- _作業の目的_:
下の記録の中から、文字列「viewBox」を含む行をすべて返してください。

* * * *

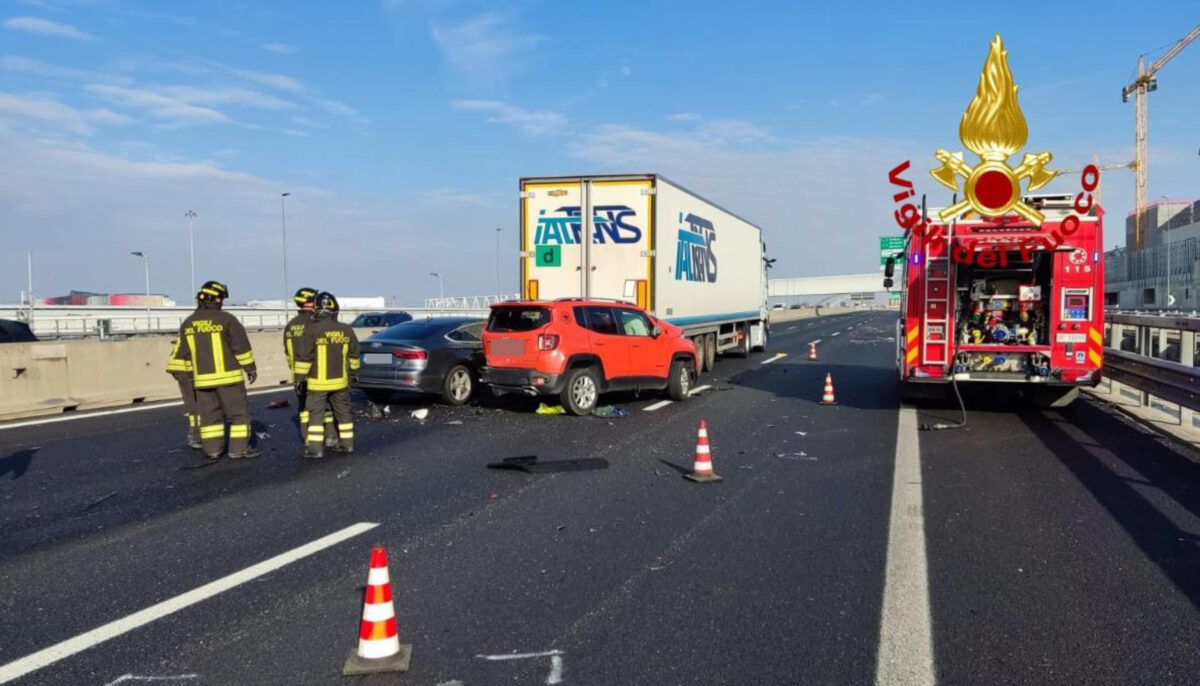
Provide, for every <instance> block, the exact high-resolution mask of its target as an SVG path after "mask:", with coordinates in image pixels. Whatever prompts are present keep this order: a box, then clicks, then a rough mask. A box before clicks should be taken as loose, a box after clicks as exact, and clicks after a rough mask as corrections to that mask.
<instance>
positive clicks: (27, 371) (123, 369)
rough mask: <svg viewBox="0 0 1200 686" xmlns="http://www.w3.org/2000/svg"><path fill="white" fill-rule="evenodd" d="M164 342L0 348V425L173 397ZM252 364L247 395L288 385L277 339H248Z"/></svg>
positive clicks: (287, 376) (6, 344)
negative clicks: (264, 389) (166, 369)
mask: <svg viewBox="0 0 1200 686" xmlns="http://www.w3.org/2000/svg"><path fill="white" fill-rule="evenodd" d="M170 341H172V337H170V336H144V337H138V338H130V339H126V341H109V342H106V341H64V342H55V343H7V344H4V345H0V420H12V419H22V417H34V416H44V415H55V414H62V413H68V411H76V410H94V409H100V408H112V407H120V405H130V404H138V403H149V402H155V401H168V399H175V398H178V397H179V386H178V385H176V384H175V379H174V377H172V375H170V374H168V373H167V372H166V371H164V368H166V365H167V356H168V355H170ZM250 344H251V347H252V348H253V350H254V361H256V362H257V365H258V381H257V383H256V384H254V385H253V386H251V389H265V387H270V386H274V385H278V384H287V383H289V379H288V369H287V359H286V357H284V354H283V343H282V335H281V333H280V332H278V331H264V332H252V333H250Z"/></svg>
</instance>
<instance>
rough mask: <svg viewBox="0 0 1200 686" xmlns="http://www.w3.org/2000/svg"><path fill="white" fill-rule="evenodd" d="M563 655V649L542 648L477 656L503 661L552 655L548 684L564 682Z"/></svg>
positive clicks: (551, 658) (543, 656) (526, 659)
mask: <svg viewBox="0 0 1200 686" xmlns="http://www.w3.org/2000/svg"><path fill="white" fill-rule="evenodd" d="M563 655H565V654H564V652H563V651H562V650H542V651H541V652H511V654H508V655H476V656H475V657H478V658H480V660H491V661H503V660H529V658H532V657H550V674H548V675H547V676H546V684H562V682H563Z"/></svg>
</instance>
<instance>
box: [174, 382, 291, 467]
mask: <svg viewBox="0 0 1200 686" xmlns="http://www.w3.org/2000/svg"><path fill="white" fill-rule="evenodd" d="M310 396H311V395H310ZM196 407H197V409H198V410H199V414H200V441H202V443H203V444H204V452H205V453H206V455H221V450H222V449H223V447H224V446H223V444H224V433H226V426H224V425H226V422H227V421H228V422H229V455H241V453H244V452H246V446H248V445H250V402H248V401H247V398H246V386H245V385H244V384H233V385H229V386H217V387H215V389H196Z"/></svg>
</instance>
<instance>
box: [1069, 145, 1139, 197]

* * * *

- _結果は下に_:
rough mask: <svg viewBox="0 0 1200 686" xmlns="http://www.w3.org/2000/svg"><path fill="white" fill-rule="evenodd" d="M164 342L0 348V425L173 397ZM252 364L247 395L288 385L277 339H248Z"/></svg>
mask: <svg viewBox="0 0 1200 686" xmlns="http://www.w3.org/2000/svg"><path fill="white" fill-rule="evenodd" d="M170 341H172V337H170V336H144V337H138V338H130V339H126V341H109V342H106V341H64V342H55V343H7V344H4V345H0V420H12V419H22V417H34V416H44V415H55V414H62V413H68V411H76V410H94V409H100V408H112V407H120V405H130V404H138V403H149V402H155V401H168V399H175V398H178V397H179V386H178V385H176V384H175V379H174V377H172V375H170V374H168V373H167V372H166V371H164V368H166V365H167V356H168V355H170ZM250 344H251V347H252V348H253V350H254V361H256V362H257V365H258V381H257V383H256V384H254V385H253V386H251V389H265V387H270V386H274V385H278V384H287V383H289V379H288V369H287V359H286V357H284V354H283V343H282V335H281V333H280V332H278V331H264V332H252V333H250Z"/></svg>
rough mask: <svg viewBox="0 0 1200 686" xmlns="http://www.w3.org/2000/svg"><path fill="white" fill-rule="evenodd" d="M563 655V649L542 648L477 656L503 661L552 655L548 684L564 682Z"/></svg>
mask: <svg viewBox="0 0 1200 686" xmlns="http://www.w3.org/2000/svg"><path fill="white" fill-rule="evenodd" d="M563 655H565V654H564V652H563V651H562V650H542V651H541V652H511V654H508V655H476V656H475V657H478V658H480V660H491V661H503V660H529V658H532V657H550V674H548V675H547V676H546V684H562V682H563Z"/></svg>
mask: <svg viewBox="0 0 1200 686" xmlns="http://www.w3.org/2000/svg"><path fill="white" fill-rule="evenodd" d="M310 396H311V395H310ZM196 407H197V409H198V410H199V414H200V441H202V443H203V444H204V452H205V453H206V455H221V450H222V449H223V447H224V446H223V444H224V433H226V426H224V425H226V422H227V421H228V422H229V455H241V453H244V452H246V446H248V445H250V402H248V401H247V398H246V386H245V385H244V384H233V385H229V386H217V387H215V389H196Z"/></svg>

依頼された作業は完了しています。